| DATA |
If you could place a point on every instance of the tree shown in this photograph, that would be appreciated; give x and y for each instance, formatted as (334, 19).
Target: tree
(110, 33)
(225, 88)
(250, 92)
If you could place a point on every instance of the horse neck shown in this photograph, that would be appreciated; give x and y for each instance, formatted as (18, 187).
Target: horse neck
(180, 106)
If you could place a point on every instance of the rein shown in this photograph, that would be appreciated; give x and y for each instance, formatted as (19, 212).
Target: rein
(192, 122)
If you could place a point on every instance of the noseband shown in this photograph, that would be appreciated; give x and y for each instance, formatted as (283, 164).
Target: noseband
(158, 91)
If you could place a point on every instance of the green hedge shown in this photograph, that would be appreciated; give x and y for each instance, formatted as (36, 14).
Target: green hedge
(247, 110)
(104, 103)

| EXERCISE PROMPT |
Every record above needs to be restated exactly.

| EXERCISE ANSWER |
If you could place a point on every instance of the tree shown in this photograph, that would be appreciated; give x and y for each instance, formatted as (334, 19).
Target: tree
(110, 33)
(225, 88)
(250, 92)
If you could place a point on every instance of the horse neck shown in this photograph, that would be appreciated; give x and y for each instance, formatted as (18, 187).
Target: horse neck
(180, 106)
If you could place a point on every instance of the rein shown in this photograph, that would be appreciated; give x and y for each instance, formatted as (19, 212).
Target: rein
(192, 122)
If you could place a point on every instance of the noseband shown in this photograph, that would be appreciated; give x and y for each instance, formatted as (283, 164).
Target: noseband
(158, 91)
If you could place a point on every instance of the green hedge shown in this photograph, that would be appreciated; give x and y for each instance, formatted as (36, 14).
Target: green hedge
(247, 110)
(104, 103)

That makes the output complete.